:: WRITTEN REQUEST ::
Present every line of the material below as a numbered list, omitting any blank lines.

:: SUPPLIED MATERIAL ::
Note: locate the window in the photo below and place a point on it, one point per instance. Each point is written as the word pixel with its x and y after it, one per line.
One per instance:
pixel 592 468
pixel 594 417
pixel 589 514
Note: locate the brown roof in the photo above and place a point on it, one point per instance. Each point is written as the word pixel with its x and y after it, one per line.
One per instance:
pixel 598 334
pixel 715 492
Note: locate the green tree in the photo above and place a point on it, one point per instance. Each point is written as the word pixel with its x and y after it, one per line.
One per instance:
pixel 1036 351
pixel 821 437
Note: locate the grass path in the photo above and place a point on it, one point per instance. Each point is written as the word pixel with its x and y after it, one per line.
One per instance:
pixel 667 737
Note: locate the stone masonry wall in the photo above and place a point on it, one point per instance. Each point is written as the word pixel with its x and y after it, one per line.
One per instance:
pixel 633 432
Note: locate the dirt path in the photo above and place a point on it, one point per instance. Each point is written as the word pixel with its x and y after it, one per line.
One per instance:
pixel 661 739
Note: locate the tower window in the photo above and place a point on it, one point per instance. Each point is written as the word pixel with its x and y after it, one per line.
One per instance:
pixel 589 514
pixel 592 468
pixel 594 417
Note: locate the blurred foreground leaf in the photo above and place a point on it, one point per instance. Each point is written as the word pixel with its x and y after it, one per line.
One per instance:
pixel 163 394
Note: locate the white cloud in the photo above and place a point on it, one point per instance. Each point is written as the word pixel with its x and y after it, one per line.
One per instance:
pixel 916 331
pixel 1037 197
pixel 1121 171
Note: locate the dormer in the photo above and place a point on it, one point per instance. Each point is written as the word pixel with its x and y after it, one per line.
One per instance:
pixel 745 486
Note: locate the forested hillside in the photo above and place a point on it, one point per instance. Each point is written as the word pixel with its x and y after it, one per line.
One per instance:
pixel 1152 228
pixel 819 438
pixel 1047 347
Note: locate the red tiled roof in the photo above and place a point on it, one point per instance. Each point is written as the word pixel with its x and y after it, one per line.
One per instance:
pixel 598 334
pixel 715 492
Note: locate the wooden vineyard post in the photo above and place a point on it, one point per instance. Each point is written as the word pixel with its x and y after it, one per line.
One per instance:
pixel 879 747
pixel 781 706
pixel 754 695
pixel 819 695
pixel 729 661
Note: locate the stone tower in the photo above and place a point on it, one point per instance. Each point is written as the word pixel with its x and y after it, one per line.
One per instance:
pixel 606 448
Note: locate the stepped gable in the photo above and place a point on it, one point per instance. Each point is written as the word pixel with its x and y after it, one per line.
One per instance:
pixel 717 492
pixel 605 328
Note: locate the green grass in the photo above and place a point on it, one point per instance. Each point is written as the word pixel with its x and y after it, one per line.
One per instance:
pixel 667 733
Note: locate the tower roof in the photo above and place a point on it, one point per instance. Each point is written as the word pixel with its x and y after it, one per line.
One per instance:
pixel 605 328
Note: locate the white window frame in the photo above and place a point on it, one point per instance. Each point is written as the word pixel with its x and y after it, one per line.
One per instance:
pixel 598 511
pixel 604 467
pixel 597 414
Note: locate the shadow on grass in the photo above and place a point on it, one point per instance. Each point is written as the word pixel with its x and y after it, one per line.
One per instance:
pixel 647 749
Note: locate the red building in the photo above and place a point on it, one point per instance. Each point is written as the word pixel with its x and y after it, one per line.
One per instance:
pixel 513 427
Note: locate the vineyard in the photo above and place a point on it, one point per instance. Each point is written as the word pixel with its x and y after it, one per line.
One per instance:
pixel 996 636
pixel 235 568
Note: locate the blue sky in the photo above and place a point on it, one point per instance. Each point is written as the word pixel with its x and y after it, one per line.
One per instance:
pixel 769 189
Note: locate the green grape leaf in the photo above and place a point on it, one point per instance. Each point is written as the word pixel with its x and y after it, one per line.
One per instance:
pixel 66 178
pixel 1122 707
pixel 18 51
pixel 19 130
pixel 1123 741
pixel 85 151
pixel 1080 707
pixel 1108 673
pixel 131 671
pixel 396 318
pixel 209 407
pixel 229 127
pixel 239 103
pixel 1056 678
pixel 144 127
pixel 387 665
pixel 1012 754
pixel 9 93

:: SOLUTION TO THIS EXERCISE ::
1. Note: locate the window in the photo below and place a point on it, one point per instance. Each point is written as the word pixel with its x and y after it, one per line.
2. One per instance:
3. pixel 592 468
4. pixel 594 417
5. pixel 589 514
6. Note: locate the brown roof in the photo above and place a point on it, one point per instance. Each point is written as the word pixel with its x and y after it, one per line.
7. One per instance:
8. pixel 598 334
9. pixel 715 492
10. Note: locate the green tree in the photo above and place a point on it, one point per instance. Each point is written as the word pixel with its x and y after it, one per line.
11. One per instance:
12. pixel 1036 351
13. pixel 821 437
14. Note: locate the grass path in the photo above and place a point on it, one point per instance. Each point is written as the word pixel with its x and y after it, one per line.
15. One per instance:
16. pixel 667 737
17. Note: locate the stone masonry wall in the photo above and place a point on it, one point per instance. Each point is written as the word pixel with its x and y after it, one per line.
18. One per instance:
19. pixel 633 432
20. Note: locate the dirt path in the photo above and place a point on it, one point per instance. Each point is written as the word pixel with its x and y after it, one per line.
21. One per instance:
22. pixel 661 739
23. Note: locate the tower window in the photo above and place a point on it, one point per instance. Each point is written as the word pixel with its x and y after it, one per line.
24. One per instance:
25. pixel 589 514
26. pixel 592 468
27. pixel 594 417
28. Note: locate the blurred foreground leaf in the photo above and place a point on it, one point per instance. Each point is written as the word pixel with its x and y after it, one per line.
29. One per instance:
30. pixel 163 394
31. Note: locate the white cloud in the photo above and place a point on it, one point per instance. Each point is written as the word pixel with its x and y after it, one per line.
32. One per instance:
33. pixel 916 331
34. pixel 1037 197
35. pixel 1121 171
36. Note: locate the dormer in the photo above and place a point on it, one point per instance. Each point is written as the word pixel with its x and y after it, one per line.
37. One per instance:
38. pixel 745 486
39. Note: locate the forested hillside in the photo above and place a point on it, one point per instance. Each point is written as the word pixel with its x and y after it, one per line.
40. One per instance:
41. pixel 1152 228
42. pixel 819 438
43. pixel 1047 347
44. Note: locate the red tiled roof in the photo above and place a point on it, one point per instance. Each point is written as the word pixel with its x and y after it, one per line.
45. One per instance:
46. pixel 598 334
47. pixel 715 492
48. Note: locate the wooden vineyard post in the photo above and place a point on it, one point per instance. Each point is written as the word pixel with its x and y after it, one per line.
49. One per instance:
50. pixel 879 747
51. pixel 781 706
52. pixel 754 695
53. pixel 819 695
54. pixel 729 661
55. Note: locate the stone tower in the photo above and place a point on it, one point per instance. Each point is written as the word pixel with its x and y after it, one per line.
56. One per instance:
57. pixel 606 448
58. Note: locate the stepped gable in the photo above and place a point on it, one point per instance. Each point is written as the word pixel with its x and y after it, one per line.
59. One per instance:
60. pixel 717 492
61. pixel 605 328
62. Note: locate the green grass in the photo above and place a point on it, one point per instance. Each point is written as the word pixel with its x and y after it, one per line.
63. One per instance:
64. pixel 667 733
65. Note: locate the tower roof in the photo above and place a point on it, one point per instance. Each point is written as the word pixel with its x and y after it, one per line.
66. One per instance:
67. pixel 605 328
68. Note: locate the white window frame in the photo above and place a point on it, one point per instance. Each point is written as the word pixel with its x and y after it, one per line.
69. One per instance:
70. pixel 598 511
71. pixel 604 467
72. pixel 597 414
73. Note: locate the shadow on grass in the photo above and place a point on it, one point per instance. Each point is written as the word pixel with its x and y after it, one per line.
74. One per instance:
75. pixel 647 749
76. Note: locate the red building in the photo above and place a point on it, one point per instance. Each point is written as the word pixel with its x and y after it, one per line.
77. One per instance:
78. pixel 513 427
79. Note: locate the vineyard in the photo above and place a point on it, one point per instance. Each point is written as the word pixel with its x and y after it, one per line.
80. One per instance:
81. pixel 996 636
82. pixel 235 568
83. Note: locate the blue sky in the photo above and place a point on it, one point per instance. Each point is written as the word pixel with its x and y after it, one per line.
84. One per instance:
85. pixel 769 189
86. Note: locate the green grape leaf in the photo above and place a point on it, one point per instance. Each point is written as the word pixel with its x and y after it, one per line.
87. One per instance:
88. pixel 66 178
89. pixel 1122 707
90. pixel 18 51
91. pixel 19 130
92. pixel 1123 741
93. pixel 85 151
94. pixel 1080 707
95. pixel 1108 673
96. pixel 131 671
97. pixel 396 318
98. pixel 209 407
99. pixel 229 127
100. pixel 239 103
101. pixel 1056 678
102. pixel 144 127
103. pixel 387 665
104. pixel 1012 754
105. pixel 9 93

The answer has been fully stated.